Task goal:
Could you retype exactly the lines below between the one holding "[pin] dirt path -- one per line" and the one holding "[pin] dark background -- one per line", inclusive, leaving out any pictures?

Given information:
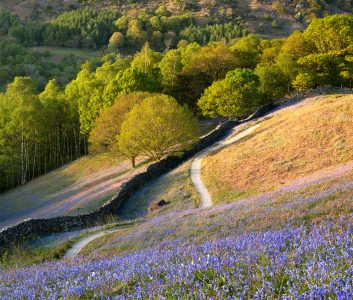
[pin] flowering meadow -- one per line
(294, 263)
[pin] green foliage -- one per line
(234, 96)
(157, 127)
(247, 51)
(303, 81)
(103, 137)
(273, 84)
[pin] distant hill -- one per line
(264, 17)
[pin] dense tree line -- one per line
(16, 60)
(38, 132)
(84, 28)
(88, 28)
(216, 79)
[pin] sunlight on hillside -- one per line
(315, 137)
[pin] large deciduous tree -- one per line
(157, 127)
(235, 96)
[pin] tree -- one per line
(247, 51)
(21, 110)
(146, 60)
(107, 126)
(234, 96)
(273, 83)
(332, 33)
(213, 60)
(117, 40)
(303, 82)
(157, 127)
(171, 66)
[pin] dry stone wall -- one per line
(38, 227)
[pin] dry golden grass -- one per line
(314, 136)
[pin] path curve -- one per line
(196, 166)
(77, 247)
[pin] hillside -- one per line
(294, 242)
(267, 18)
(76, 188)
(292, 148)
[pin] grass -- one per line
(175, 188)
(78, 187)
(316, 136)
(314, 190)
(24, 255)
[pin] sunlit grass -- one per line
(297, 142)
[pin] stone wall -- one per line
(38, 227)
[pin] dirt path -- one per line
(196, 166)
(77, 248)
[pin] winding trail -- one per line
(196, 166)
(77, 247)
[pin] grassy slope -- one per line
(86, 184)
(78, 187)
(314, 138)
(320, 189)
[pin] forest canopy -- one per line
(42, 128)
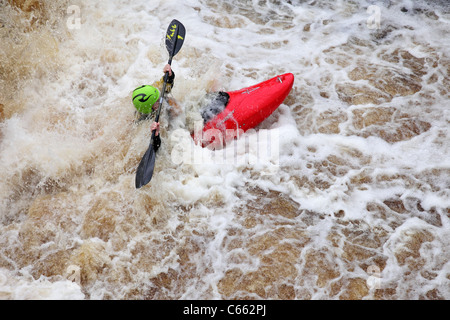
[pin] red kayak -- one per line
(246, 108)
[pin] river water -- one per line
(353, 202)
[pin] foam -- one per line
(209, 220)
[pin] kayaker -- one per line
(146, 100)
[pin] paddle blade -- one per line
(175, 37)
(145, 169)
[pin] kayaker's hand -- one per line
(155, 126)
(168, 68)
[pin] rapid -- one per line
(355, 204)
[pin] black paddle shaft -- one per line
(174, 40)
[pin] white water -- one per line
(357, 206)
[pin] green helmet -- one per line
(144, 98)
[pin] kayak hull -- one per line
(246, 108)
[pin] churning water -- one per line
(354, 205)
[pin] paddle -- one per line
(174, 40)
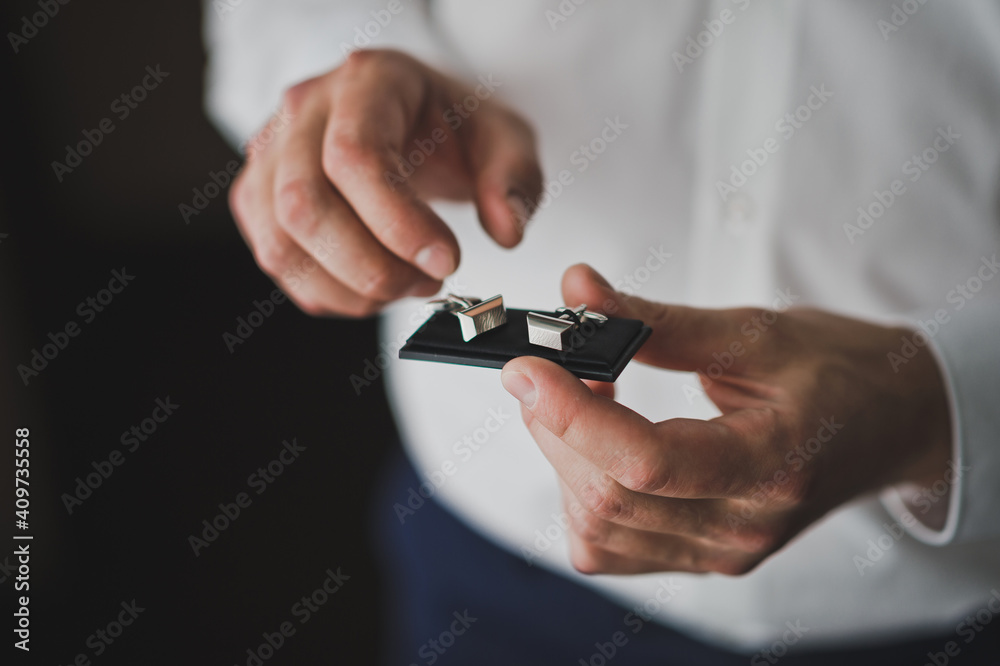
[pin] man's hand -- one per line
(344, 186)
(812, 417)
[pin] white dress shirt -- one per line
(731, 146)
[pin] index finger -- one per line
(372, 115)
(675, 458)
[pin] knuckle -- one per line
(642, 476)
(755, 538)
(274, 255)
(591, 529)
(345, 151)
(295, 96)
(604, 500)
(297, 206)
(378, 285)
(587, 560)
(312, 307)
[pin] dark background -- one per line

* * *

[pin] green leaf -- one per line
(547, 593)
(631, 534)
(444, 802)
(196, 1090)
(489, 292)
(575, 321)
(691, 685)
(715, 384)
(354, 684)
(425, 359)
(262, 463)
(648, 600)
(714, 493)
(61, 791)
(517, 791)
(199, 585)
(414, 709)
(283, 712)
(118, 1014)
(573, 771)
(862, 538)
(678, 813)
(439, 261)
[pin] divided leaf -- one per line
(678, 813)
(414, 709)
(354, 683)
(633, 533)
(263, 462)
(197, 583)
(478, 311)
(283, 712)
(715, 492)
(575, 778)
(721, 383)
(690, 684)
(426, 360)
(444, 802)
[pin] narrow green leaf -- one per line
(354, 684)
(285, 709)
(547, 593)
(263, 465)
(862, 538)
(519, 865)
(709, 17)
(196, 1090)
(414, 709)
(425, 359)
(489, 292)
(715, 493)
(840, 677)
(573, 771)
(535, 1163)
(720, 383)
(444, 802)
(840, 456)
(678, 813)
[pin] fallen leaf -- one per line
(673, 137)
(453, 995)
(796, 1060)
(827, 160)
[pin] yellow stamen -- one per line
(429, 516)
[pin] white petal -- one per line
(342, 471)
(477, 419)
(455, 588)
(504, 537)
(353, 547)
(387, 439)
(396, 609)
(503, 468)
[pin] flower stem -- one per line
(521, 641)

Result of the task:
[pin] dirt path -- one per line
(196, 166)
(77, 248)
[pin] winding trail -- one per line
(196, 166)
(77, 247)
[pin] grassy slope -- one per line
(86, 184)
(78, 187)
(314, 138)
(320, 189)
[pin] forest canopy -- one per line
(42, 128)
[pin] red kayak -- one per line
(246, 108)
[pin] river water -- one per line
(353, 202)
[pin] foam -- one per line
(209, 220)
[pin] kayaker -- one per line
(146, 100)
[pin] paddle blade -- one per line
(175, 37)
(145, 169)
[pin] kayaker's hand -- one per line
(155, 126)
(168, 68)
[pin] rapid -- one per line
(355, 204)
[pin] black paddle shaft -- one per line
(174, 40)
[pin] white water -- one per line
(357, 206)
[pin] green helmet -- one per line
(144, 98)
[pin] kayak hull -- one per line
(246, 108)
[pin] churning water -- one per line
(354, 205)
[pin] paddle -- one per line
(174, 40)
[pin] man's hand -- one per line
(344, 186)
(812, 417)
[pin] white dress shirt -- one per line
(731, 146)
[pin] index finger -- one per line
(372, 115)
(675, 458)
[pin] knuckle -- one per line
(642, 476)
(755, 538)
(274, 255)
(591, 529)
(345, 151)
(295, 96)
(604, 500)
(297, 206)
(378, 285)
(587, 560)
(312, 307)
[pin] dark background -- one per line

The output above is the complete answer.